-------- DATA ROWS --------

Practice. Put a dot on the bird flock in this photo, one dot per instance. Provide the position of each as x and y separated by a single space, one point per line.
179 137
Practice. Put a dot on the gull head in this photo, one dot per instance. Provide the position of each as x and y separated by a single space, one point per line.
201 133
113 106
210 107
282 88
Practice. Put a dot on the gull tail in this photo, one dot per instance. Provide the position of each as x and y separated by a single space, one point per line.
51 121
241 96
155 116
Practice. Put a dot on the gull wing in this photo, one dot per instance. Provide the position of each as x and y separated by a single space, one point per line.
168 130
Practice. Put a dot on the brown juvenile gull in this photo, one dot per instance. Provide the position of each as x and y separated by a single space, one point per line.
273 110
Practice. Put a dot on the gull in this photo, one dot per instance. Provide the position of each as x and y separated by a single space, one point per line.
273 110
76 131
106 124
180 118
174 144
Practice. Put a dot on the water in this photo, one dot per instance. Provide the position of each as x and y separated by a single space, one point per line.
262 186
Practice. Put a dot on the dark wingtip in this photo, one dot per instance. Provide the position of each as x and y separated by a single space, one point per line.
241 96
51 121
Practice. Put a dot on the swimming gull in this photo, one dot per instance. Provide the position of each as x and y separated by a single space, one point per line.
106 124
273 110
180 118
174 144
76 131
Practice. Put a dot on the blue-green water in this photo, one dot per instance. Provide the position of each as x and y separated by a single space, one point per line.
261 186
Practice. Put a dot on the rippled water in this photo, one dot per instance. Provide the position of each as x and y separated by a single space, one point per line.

--------

GIVEN REQUEST —
Rewrite the whole listing above, substituting "one dot for each instance" for every occurrence of "one dot per instance" and leaving everything else the same.

WRITTEN RESPONSE —
Practice. Put a dot on the bird flock in this photo, one dot for each instance. Provide the position of each as x and y separated by a single space, one point per line.
179 137
Practice. Put a dot on the gull head in this photo, one dot for each instance. Provide the position of each as x and y separated by a single space, one point per line.
201 133
113 106
210 107
282 88
Practice. Put a dot on the gull tail in this photo, one dot for each instance. Provide the position of each as x and y separated by a single space, one point per line.
51 121
241 96
155 116
Practice. Put a dot on the gull wing in this photo, one dot for each instance. Provide the position of each as x and y separated by a single space, one point per line.
168 130
Practice. Put a dot on the brown juvenile gull in this photo, one dot for each instance. Provide the position of each as x and y separated by a single space, one point per line.
273 110
Practice. Put a dot on the gull in this photo, one dot for each instance. Provide the position of each as x and y separated by a single space, one point per line.
273 110
76 131
106 124
180 118
174 144
Practice. Put a dot on the water in this photo, one dot for each instance. Provide the position of each as x and y separated by a single space, one point per line.
262 186
Practice. Put a dot on the dark wingtip in this photo, one dot for each instance. Provide the position of each as x and y separated by a single space, one point per line.
241 96
51 121
Practice. Put a dot on the swimming gull in this photo, one dot for each instance. Provide the position of each as x and y separated by a single space, one point per line.
106 124
273 110
180 118
174 144
76 131
Practice. Put a dot on the blue-green water in this photo, one dot for each instance. Provide the position of each as x and y separated by a single space, one point per line.
261 186
Practice. Put a dot on the rippled water in this photo, one dot for each instance. Provide the position of each as x and y separated by a single space, one point per line.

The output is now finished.